↓

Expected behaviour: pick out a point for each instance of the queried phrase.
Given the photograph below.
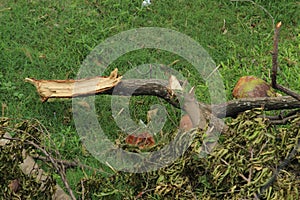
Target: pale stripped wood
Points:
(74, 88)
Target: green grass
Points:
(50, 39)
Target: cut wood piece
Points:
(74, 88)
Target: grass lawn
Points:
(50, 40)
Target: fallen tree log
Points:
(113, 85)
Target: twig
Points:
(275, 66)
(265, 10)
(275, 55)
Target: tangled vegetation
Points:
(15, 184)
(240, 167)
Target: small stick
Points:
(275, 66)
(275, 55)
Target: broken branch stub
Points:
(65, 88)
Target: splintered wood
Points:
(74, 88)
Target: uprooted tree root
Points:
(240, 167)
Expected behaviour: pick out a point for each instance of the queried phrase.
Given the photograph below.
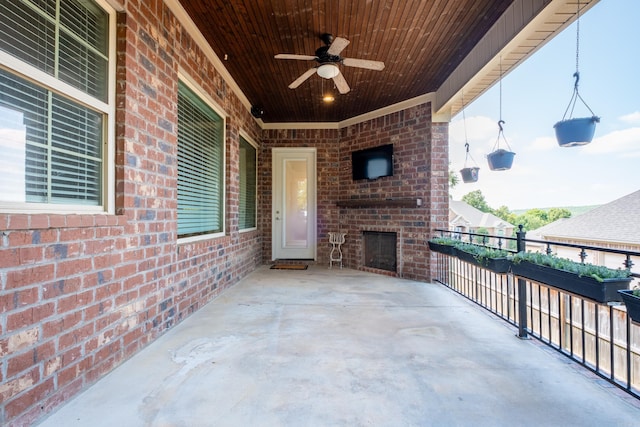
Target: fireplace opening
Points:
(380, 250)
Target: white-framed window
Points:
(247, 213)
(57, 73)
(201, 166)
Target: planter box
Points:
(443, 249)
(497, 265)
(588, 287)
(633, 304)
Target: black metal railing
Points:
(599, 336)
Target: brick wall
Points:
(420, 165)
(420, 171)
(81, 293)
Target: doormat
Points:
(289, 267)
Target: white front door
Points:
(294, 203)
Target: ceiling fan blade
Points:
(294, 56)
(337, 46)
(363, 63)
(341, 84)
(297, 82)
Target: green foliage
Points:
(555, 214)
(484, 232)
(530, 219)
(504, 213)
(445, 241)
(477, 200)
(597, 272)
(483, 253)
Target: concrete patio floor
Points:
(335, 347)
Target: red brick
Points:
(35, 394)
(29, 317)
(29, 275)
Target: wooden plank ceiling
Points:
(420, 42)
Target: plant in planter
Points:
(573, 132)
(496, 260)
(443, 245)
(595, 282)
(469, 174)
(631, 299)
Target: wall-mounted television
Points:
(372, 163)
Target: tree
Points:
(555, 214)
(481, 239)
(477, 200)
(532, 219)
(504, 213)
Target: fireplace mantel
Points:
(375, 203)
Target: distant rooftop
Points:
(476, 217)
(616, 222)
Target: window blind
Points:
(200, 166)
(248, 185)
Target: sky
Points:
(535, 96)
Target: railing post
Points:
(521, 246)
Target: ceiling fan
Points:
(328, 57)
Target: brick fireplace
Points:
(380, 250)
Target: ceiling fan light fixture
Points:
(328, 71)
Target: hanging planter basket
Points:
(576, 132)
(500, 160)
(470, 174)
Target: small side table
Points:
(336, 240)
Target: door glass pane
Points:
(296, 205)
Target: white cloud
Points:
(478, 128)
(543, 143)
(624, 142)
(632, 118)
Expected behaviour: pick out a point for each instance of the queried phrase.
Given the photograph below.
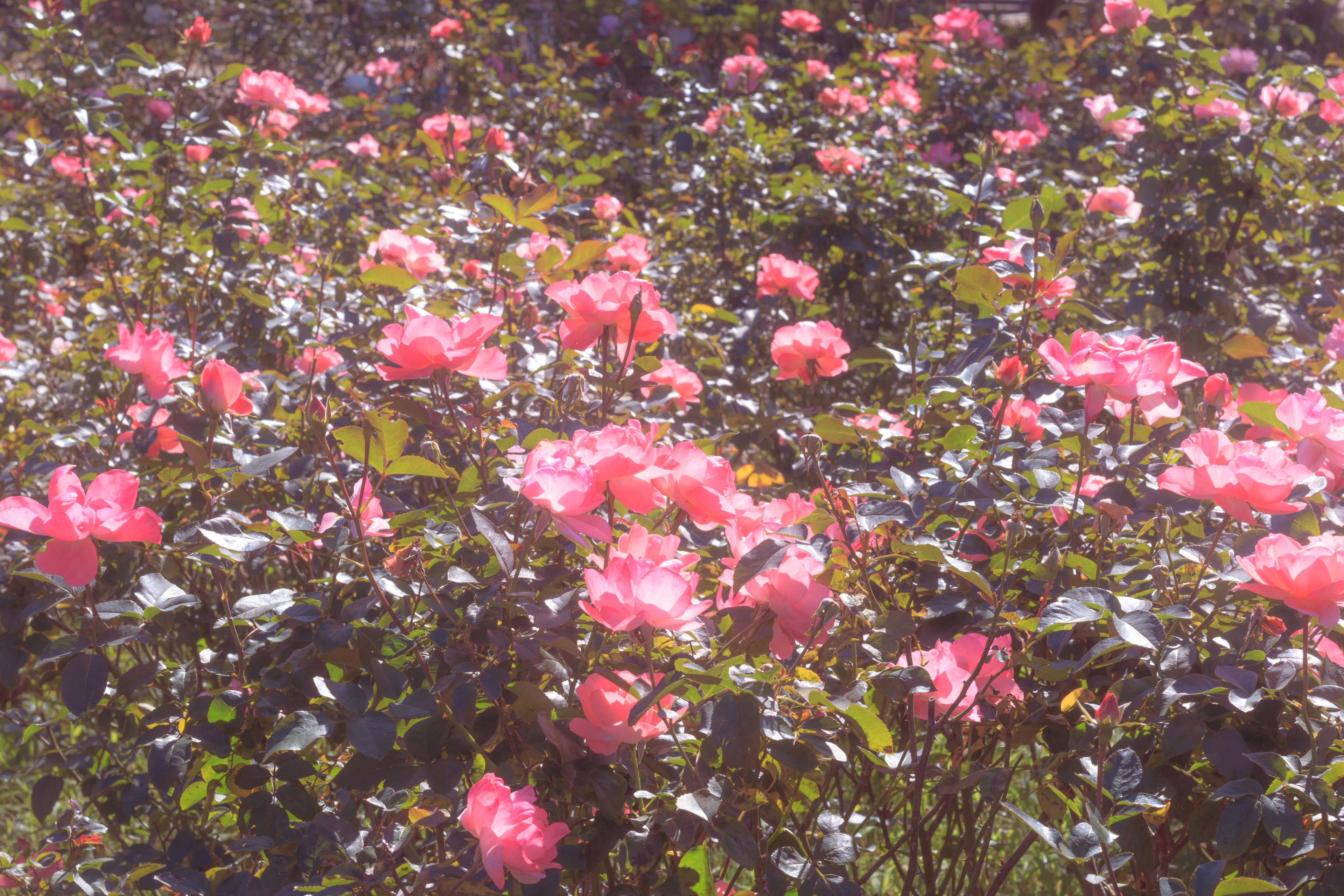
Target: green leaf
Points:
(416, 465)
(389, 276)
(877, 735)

↑

=== Exercise brief ===
What lines above contain the word "fireplace"? Return each such line.

=== Task output ===
Target: fireplace opening
Target: fireplace mantel
Target: brick fireplace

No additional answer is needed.